Supplied data
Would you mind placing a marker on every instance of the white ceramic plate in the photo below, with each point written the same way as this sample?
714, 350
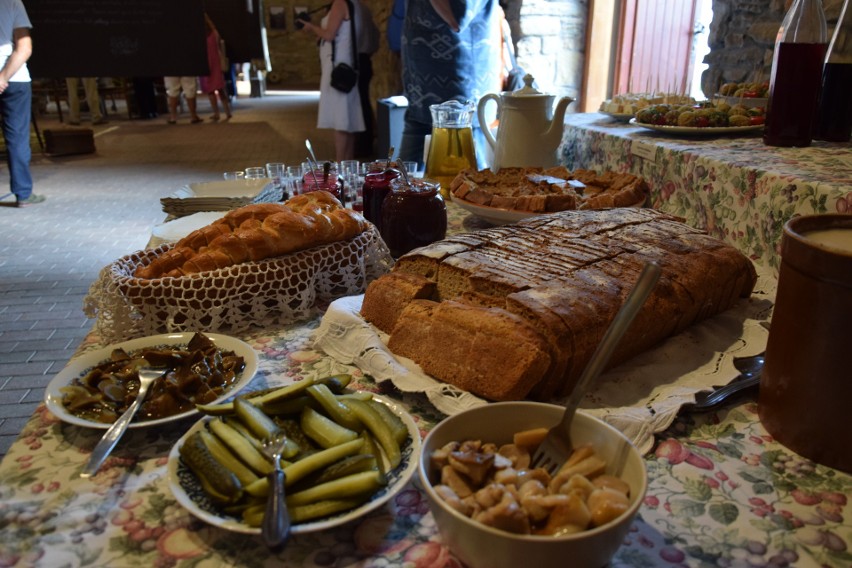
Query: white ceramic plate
187, 489
493, 214
222, 188
696, 131
745, 101
80, 365
619, 116
173, 231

Directions
Return the listing above unchanged, apart from dropping its pictures.

Output
Would you mind placing a marker on every instance of the white ceramic plate in the photo below, with each point written the same way as this sample?
714, 350
Query: white ceramic plate
187, 489
493, 214
222, 188
696, 131
745, 101
80, 365
619, 116
173, 231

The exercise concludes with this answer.